## Written problem
Report each line in the records below that contains the word "folding".
>> start Records for processing
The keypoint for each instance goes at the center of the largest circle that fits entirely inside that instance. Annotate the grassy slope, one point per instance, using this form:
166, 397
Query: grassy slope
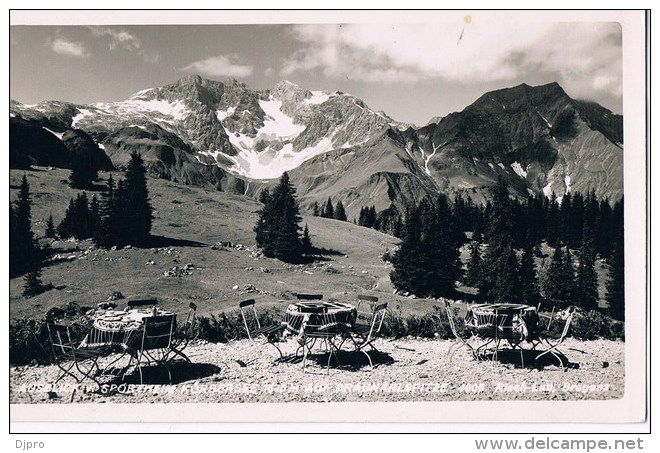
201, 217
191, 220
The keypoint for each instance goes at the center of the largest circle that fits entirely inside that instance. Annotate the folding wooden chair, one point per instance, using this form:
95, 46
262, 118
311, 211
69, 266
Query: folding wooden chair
>> end Records for processing
>> start Records for processing
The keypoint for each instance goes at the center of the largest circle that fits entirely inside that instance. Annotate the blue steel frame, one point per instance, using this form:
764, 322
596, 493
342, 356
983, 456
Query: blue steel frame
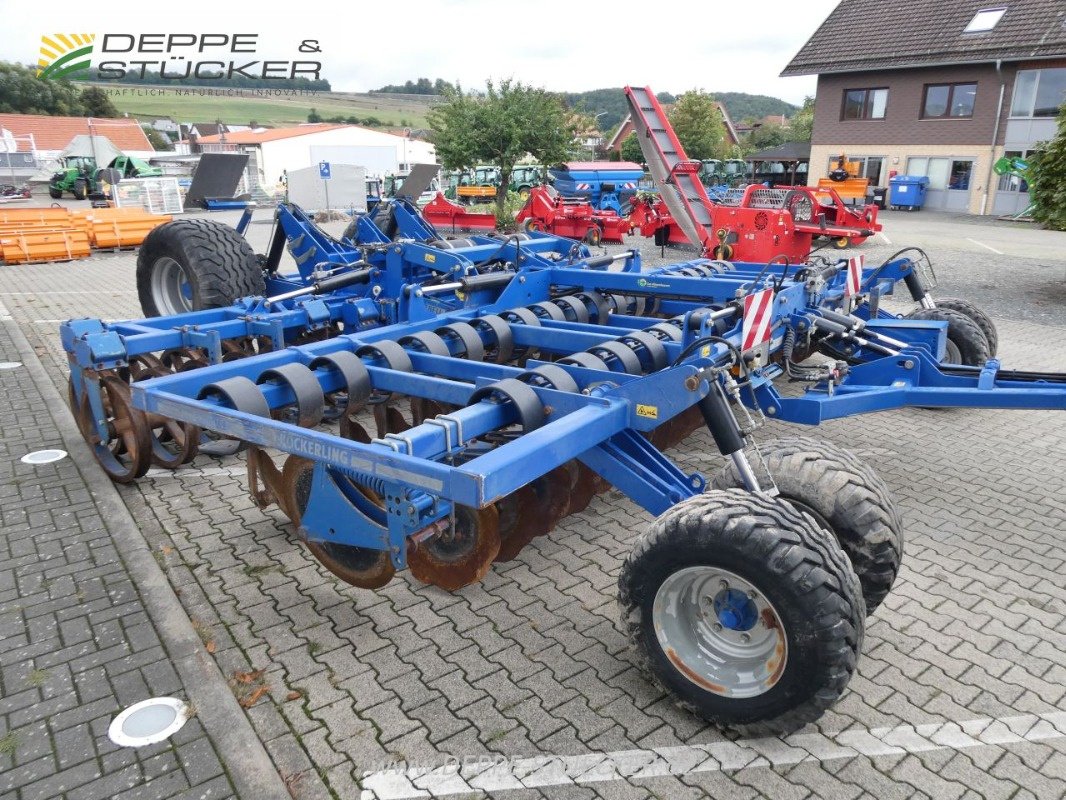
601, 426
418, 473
>> end Records for processing
>> start Records for processing
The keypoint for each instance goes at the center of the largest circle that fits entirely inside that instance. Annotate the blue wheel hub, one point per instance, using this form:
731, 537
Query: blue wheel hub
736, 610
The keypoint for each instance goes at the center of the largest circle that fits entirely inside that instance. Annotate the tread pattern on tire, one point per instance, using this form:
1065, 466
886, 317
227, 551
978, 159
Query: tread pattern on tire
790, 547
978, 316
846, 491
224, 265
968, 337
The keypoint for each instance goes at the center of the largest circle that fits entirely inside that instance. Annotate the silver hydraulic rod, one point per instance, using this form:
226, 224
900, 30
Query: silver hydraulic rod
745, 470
>> end Records for processing
## Written solution
The keypoint for each instance goes at the center of the largest circle that fits entirely inside that instance. Annotate the folding wooden chair, one point per instance, using this form:
Query: folding wooden chair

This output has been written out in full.